The records:

* begin *

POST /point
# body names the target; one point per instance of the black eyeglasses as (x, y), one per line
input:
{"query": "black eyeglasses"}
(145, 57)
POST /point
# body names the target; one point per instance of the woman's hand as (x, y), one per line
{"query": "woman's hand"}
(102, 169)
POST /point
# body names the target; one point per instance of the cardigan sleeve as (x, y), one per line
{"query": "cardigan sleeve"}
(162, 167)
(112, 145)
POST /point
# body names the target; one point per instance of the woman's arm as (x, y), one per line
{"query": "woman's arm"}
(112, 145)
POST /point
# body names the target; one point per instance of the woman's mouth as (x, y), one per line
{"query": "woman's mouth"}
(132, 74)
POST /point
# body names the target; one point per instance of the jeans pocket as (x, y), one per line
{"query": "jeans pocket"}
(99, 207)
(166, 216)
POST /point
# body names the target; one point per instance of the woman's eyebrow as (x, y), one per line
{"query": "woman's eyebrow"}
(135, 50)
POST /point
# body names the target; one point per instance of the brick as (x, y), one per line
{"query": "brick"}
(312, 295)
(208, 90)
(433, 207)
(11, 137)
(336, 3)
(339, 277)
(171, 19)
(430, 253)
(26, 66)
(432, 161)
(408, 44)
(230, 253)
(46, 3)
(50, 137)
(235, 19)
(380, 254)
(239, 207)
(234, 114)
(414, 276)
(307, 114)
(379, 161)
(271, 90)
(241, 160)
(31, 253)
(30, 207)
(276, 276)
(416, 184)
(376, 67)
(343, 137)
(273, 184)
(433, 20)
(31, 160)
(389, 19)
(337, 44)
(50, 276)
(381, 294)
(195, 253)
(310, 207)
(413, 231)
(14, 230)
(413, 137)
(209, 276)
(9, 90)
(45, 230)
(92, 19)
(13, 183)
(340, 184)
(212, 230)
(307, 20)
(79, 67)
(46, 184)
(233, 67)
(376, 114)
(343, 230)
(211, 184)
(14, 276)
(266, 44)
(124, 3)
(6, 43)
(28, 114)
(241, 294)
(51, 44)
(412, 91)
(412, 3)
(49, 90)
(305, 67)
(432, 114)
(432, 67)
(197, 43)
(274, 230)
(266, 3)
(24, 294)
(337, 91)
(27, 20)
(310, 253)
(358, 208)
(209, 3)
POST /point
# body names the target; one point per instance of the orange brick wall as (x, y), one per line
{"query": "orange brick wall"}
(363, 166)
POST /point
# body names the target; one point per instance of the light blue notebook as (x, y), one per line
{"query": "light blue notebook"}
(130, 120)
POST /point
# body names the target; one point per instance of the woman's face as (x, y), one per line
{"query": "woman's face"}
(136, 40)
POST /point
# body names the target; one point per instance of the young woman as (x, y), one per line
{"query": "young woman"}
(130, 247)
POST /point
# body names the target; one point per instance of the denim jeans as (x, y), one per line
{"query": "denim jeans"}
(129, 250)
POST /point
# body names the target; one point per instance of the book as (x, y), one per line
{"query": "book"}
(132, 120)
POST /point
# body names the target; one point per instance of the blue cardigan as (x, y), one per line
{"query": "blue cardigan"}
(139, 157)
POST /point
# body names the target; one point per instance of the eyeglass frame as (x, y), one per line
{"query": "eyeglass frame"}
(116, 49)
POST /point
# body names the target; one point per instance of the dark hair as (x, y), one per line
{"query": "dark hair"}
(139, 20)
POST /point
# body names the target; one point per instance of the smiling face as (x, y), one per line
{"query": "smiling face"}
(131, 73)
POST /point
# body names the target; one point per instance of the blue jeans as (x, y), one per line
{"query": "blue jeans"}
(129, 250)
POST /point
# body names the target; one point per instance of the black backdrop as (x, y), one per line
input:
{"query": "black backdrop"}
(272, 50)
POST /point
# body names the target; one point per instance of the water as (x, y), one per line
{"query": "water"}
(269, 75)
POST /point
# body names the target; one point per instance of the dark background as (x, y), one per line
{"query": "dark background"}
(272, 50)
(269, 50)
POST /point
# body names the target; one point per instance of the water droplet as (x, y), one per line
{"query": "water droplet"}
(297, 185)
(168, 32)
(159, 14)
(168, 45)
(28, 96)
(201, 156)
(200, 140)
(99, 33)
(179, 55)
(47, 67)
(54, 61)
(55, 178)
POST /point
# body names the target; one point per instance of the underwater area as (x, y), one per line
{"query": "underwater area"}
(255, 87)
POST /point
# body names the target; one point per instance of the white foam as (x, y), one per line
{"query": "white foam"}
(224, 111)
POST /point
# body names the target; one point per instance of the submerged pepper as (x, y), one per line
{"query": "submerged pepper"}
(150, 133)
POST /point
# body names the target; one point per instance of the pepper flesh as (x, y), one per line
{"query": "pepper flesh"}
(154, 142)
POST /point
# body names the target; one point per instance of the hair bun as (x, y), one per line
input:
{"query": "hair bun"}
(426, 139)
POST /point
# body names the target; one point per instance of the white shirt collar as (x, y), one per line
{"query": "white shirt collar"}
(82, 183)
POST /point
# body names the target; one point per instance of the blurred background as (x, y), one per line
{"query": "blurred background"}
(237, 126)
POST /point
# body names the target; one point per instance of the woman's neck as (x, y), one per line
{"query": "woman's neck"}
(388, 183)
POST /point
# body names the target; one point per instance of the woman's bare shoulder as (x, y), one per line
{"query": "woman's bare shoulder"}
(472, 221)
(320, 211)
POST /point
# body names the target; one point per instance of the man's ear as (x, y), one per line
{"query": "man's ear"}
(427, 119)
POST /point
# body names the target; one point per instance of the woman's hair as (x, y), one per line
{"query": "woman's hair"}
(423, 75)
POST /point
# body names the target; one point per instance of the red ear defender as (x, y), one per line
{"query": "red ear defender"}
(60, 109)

* end *

Task objective: Print every record above exactly as written.

Exercise response:
POST /point
# body names the target; one point per instance of the black eyeglasses as (x, y), one per line
input:
{"query": "black eyeglasses"}
(145, 57)
POST /point
# body names the target; one point per instance of the woman's hand as (x, y), one per line
{"query": "woman's hand"}
(102, 169)
POST /point
# body names the target; one point per instance of the cardigan sleeve as (x, y), one per line
{"query": "cardigan sleeve"}
(162, 167)
(112, 145)
POST /point
# body names the target; one point per instance of the woman's arm as (x, y), one per line
{"query": "woman's arm"}
(112, 145)
POST /point
# body names the target; one point per instance of the woman's mouth as (x, y), one per line
{"query": "woman's mouth"}
(132, 74)
POST /point
# body names the target; one point per instance of the jeans pocket as (x, y), one per line
{"query": "jeans pocket"}
(99, 207)
(166, 216)
POST /point
# body names the target; one point per instance of the woman's eyebrow as (x, y), one per line
{"query": "woman's eyebrow"}
(135, 50)
POST /point
# body names the target; one point per instance of the brick as (x, y), one per line
{"query": "brick"}
(312, 295)
(208, 90)
(433, 207)
(11, 137)
(336, 3)
(339, 277)
(171, 19)
(430, 253)
(26, 66)
(432, 161)
(408, 44)
(230, 253)
(46, 3)
(50, 137)
(235, 19)
(380, 254)
(239, 207)
(234, 114)
(414, 276)
(307, 114)
(379, 161)
(271, 90)
(241, 160)
(31, 253)
(30, 207)
(276, 276)
(416, 184)
(376, 67)
(343, 137)
(273, 184)
(433, 20)
(31, 160)
(389, 19)
(337, 44)
(50, 276)
(381, 294)
(195, 253)
(310, 207)
(413, 231)
(14, 230)
(413, 137)
(209, 276)
(9, 90)
(45, 230)
(92, 19)
(13, 183)
(340, 184)
(212, 230)
(307, 20)
(79, 67)
(46, 184)
(233, 67)
(376, 114)
(343, 230)
(211, 184)
(14, 276)
(266, 44)
(124, 3)
(6, 43)
(28, 114)
(241, 294)
(51, 44)
(412, 91)
(412, 3)
(49, 90)
(305, 67)
(432, 114)
(432, 67)
(197, 43)
(274, 230)
(266, 3)
(24, 294)
(337, 91)
(27, 20)
(310, 253)
(358, 208)
(209, 3)
POST /point
# body names the target; one point per instance of the orange brick wall as (x, y), one per line
{"query": "orange brick wall"}
(363, 166)
POST /point
# body names the target; one point per instance of the light blue notebook as (x, y), one per line
{"query": "light blue notebook"}
(130, 120)
POST /point
# body names the target; one point per instance of the woman's face as (x, y), one per line
{"query": "woman's face"}
(136, 40)
POST /point
# body names the target; one point per instance of the young woman as (x, y), one per line
{"query": "young woman"}
(130, 247)
POST /point
# body names the target; one point per instance of the denim jeans as (x, y), one per line
{"query": "denim jeans"}
(129, 250)
POST /point
# body names the target; one point per instance of the book as (x, y), one per line
{"query": "book"}
(132, 120)
POST /point
# body names the target; one point per instance of the blue cardigan as (x, y), one per line
{"query": "blue cardigan"}
(139, 157)
POST /point
# body names the target; one point per instance of the eyeglass frame as (x, y), one per line
{"query": "eyeglass frame"}
(116, 49)
POST /point
# body names the target; one point per instance of the dark hair as (x, y), one per line
{"query": "dark hair"}
(139, 20)
POST /point
# body names the target; one point per instance of the smiling face as (x, y), one per line
{"query": "smiling face"}
(131, 73)
POST /point
# body names the target; one point per instance of the blue jeans as (x, y), one per line
{"query": "blue jeans"}
(129, 250)
POST /point
# body names the target; one point per instance of the black backdrop as (x, y), one per line
input:
{"query": "black backdrop"}
(272, 50)
POST /point
# body names the target; one point per instance of the water as (x, y), one per line
{"query": "water"}
(269, 75)
POST /point
# body names the target; one point per instance of the dark background as (x, y), one per line
{"query": "dark background"}
(272, 50)
(269, 50)
POST /point
# body names the target; one point per instance of the water droplet as (x, y), one per line
{"query": "water droplet"}
(297, 185)
(168, 32)
(159, 14)
(168, 45)
(28, 96)
(201, 156)
(200, 140)
(99, 33)
(179, 55)
(47, 67)
(54, 61)
(55, 178)
POST /point
# body names the target; one point per instance of the underwater area as (x, y), one per line
{"query": "underwater area"}
(255, 87)
POST /point
# body names the target; one point per instance of the white foam as (x, y), one per line
{"query": "white foam"}
(224, 111)
POST /point
# body names the target; one point per instance of the submerged pepper as (x, y), one per line
{"query": "submerged pepper"}
(150, 133)
POST /point
# body names the target; one point per instance of the pepper flesh as (x, y), one per line
{"query": "pepper flesh"}
(154, 142)
POST /point
# body names the target; one point per instance of the hair bun as (x, y), one per line
input:
{"query": "hair bun"}
(426, 139)
POST /point
# body names the target; one point per instance of the white shirt collar as (x, y), one per line
{"query": "white shirt collar"}
(82, 183)
POST /point
# body names the target; one point per instance of the blurred background as (x, y), one per line
{"query": "blurred background"}
(237, 126)
POST /point
# body names the target; one point per instance of the woman's neck as (x, y), one per line
{"query": "woman's neck"}
(388, 183)
POST /point
# body names the target; one point per instance of the woman's bare shoulder as (x, y), one per line
{"query": "woman's bare shoulder"}
(472, 221)
(320, 211)
POST /point
# body names the target; one point per instance of the man's ear as (x, y), one per line
{"query": "man's ear"}
(427, 119)
POST /point
# body names the target; one point per instance of the woman's hair as (x, y), one per line
{"query": "woman's hair"}
(423, 75)
POST /point
# body names the target; one point per instance of the red ear defender as (x, y), one per line
{"query": "red ear defender"}
(60, 109)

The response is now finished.